• TAREFAS DO EXERCÍCIO:
1. Copie, do texto sobre o ensaio clínico da tuberculose multirresistente, o trecho que vai de "Ensaio clínico redefine" até "com tuberculose multirresistente.".
2. Continue o texto sobre o ensaio clínico da tuberculose multirresistente a partir do ponto em que ele termina.

• TRECHO FORNECIDO:
Ensaio clínico redefine opções de tratamento da tuberculose multirresistente a medicamentos
O estudo endTB, do qual MSF faz parte, oferece regimes novos e mais curtos de medicamentos para tratar adultos e crianças com tuberculose multirresistente.
Resultados de um ensaio clínico apresentados pela primeira vez em 15 de novembro deste ano, na Conferência Mundial da União sobre Saúde do Pulmão, revelaram evidências para apoiar o uso de quatro novos regimes aperfeiçoados para tratar a tuberculose multirresistente (TB-MDR) e a tuberculose resistente à rifampicina (TB-RR). A equipe – liderada por Médicos Sem Fronteiras (MSF), Partners In Health (PIH) e Interactive Research and Development (IRD), com financiamento da Unitaid – formou o consórcio endTB e iniciou, em 2017, esse estudo controlado randomizado de Fase III.
A TB-RR é uma doença causada por uma bactéria da tuberculose que é resistente à rifampicina, um dos antibióticos mais poderosos da primeira linha de tratamento (ou seja, do grupo de primeiros medicamentos recomendados para tratar a doença). A TB-MDR é resistente à rifampicina e à isoniazida, outro medicamento utilizado no tratamento da tuberculose.

• DADOS FORNECIDOS:
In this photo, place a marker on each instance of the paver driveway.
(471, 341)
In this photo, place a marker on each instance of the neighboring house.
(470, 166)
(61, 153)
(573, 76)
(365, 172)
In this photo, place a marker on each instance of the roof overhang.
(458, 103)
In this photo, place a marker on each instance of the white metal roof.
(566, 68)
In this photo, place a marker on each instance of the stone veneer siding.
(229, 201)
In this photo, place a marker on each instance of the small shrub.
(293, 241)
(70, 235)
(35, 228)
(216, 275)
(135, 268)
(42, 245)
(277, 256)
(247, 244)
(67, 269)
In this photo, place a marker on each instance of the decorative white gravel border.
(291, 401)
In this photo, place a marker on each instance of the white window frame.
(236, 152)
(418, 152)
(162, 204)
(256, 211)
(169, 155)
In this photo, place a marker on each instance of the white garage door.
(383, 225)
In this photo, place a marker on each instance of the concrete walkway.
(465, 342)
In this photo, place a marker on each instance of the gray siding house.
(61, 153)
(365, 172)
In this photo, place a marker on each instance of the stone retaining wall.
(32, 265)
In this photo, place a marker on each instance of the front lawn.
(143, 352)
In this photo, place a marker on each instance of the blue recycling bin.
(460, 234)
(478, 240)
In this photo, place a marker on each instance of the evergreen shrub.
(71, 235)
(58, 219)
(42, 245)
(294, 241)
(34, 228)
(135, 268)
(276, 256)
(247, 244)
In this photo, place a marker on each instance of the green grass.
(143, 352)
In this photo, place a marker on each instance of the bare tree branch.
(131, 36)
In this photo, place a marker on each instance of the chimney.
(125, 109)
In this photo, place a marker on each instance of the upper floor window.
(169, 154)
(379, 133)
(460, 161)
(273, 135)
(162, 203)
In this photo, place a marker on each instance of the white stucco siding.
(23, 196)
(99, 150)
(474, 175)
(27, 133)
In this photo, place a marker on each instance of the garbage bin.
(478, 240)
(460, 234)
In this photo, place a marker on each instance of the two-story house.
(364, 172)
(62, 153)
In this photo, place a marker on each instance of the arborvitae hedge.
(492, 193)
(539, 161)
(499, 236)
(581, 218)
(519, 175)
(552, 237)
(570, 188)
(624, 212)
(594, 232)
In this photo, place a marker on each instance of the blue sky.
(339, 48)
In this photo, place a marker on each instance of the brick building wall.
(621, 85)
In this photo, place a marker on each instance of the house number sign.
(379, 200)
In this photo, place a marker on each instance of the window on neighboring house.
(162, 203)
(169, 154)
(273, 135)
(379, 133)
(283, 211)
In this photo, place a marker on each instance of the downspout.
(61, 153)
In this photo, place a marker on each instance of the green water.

* * *

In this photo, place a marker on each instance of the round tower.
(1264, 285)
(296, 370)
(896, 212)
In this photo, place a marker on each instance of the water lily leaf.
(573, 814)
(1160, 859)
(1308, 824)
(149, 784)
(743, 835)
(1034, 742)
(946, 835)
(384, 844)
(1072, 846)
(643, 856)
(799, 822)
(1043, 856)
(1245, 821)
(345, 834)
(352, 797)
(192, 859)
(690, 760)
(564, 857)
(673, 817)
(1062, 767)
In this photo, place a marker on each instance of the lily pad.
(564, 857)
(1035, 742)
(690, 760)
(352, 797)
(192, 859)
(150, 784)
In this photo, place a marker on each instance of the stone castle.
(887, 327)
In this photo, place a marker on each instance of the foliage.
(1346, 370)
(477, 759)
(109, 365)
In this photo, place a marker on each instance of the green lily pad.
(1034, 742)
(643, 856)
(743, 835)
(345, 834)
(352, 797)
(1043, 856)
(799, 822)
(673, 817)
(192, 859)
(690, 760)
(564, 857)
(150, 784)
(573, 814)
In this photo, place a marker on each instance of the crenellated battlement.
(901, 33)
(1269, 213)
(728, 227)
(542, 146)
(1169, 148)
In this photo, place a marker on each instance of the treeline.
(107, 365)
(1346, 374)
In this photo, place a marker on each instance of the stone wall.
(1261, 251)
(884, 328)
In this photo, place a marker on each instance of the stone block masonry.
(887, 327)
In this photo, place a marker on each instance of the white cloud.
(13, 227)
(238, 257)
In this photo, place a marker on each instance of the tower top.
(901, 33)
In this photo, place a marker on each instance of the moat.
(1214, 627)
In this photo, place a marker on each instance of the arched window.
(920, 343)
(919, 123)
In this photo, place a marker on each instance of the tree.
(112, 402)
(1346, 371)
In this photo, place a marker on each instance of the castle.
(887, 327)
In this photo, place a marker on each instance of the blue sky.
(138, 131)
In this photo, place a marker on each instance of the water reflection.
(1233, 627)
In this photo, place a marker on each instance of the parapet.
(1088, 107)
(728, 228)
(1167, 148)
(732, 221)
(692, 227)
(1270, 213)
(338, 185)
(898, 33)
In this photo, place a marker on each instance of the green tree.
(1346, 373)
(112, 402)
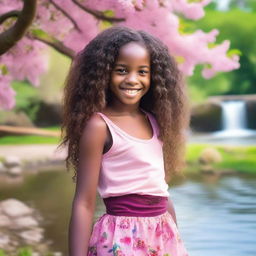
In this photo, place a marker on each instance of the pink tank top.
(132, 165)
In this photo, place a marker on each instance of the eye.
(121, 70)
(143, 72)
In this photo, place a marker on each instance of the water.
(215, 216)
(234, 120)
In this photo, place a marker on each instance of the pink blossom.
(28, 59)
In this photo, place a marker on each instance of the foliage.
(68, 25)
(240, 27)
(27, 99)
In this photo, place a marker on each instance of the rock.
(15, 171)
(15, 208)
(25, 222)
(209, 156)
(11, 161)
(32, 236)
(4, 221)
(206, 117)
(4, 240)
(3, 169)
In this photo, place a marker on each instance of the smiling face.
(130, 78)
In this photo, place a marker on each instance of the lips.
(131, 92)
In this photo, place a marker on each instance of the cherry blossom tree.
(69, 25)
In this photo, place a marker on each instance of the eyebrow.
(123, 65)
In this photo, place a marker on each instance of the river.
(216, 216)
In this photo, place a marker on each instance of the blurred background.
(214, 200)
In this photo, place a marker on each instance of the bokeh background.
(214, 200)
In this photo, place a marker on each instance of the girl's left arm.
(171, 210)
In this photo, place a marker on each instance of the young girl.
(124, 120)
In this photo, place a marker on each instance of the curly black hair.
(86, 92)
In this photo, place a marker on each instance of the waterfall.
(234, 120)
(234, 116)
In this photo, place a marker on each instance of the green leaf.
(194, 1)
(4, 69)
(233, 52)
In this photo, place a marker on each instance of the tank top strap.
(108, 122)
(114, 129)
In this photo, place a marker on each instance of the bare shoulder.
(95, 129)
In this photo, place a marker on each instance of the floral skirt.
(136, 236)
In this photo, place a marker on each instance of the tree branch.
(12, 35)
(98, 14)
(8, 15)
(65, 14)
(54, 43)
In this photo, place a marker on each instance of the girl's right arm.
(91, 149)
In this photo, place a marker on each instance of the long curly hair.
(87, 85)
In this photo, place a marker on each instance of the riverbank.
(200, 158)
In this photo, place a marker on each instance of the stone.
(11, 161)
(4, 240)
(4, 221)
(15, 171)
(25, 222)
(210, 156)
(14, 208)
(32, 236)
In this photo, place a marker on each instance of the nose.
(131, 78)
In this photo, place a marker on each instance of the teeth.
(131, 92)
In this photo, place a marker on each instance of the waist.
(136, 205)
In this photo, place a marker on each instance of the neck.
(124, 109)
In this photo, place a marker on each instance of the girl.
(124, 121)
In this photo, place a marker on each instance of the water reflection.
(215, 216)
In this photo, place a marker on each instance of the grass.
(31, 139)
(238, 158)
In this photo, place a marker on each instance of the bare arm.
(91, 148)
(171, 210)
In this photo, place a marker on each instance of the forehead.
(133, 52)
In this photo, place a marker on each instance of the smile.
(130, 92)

• RESULTADOS DO EXERCÍCIO:
1.
Ensaio clínico redefine opções de tratamento da tuberculose multirresistente a medicamentos
O estudo endTB, do qual MSF faz parte, oferece regimes novos e mais curtos de medicamentos para tratar adultos e crianças com tuberculose multirresistente.

2.
Cerca de meio milhão de pessoas adoecem com TB-RR e TB-MDR a cada ano, e muitas morrem por causa da doença. Embora uma série de regimes para tratar a TB-MDR seja utilizada atualmente em todo o mundo, muitas pessoas ainda são tratadas com terapias convencionais que são longas (até 24 meses), ineficazes (apenas 59% de sucesso do tratamento, de acordo com dados de 2018) e muitas vezes causam sérios efeitos colaterais, incluindo psicose aguda e surdez permanente. Os pacientes nesses regimes devem ingerir até 14 mil comprimidos ao longo de todo o curso do tratamento, e alguns precisam suportar meses de injeções diárias dolorosas.
Resultados do estudo
O estudo encontrou três novos regimes de medicamentos que podem fornecer eficácia e segurança semelhantes às terapias convencionais, reduzindo o tempo de tratamento em até dois terços. Os regimes do endTB representam alternativas importantes para um tratamento curto para a TB-MDR e complementam o uso de outro regime altamente eficaz e mais curto para tratar a doença, chamado BPaLM. Este último, no entanto, não é adequado para certas populações.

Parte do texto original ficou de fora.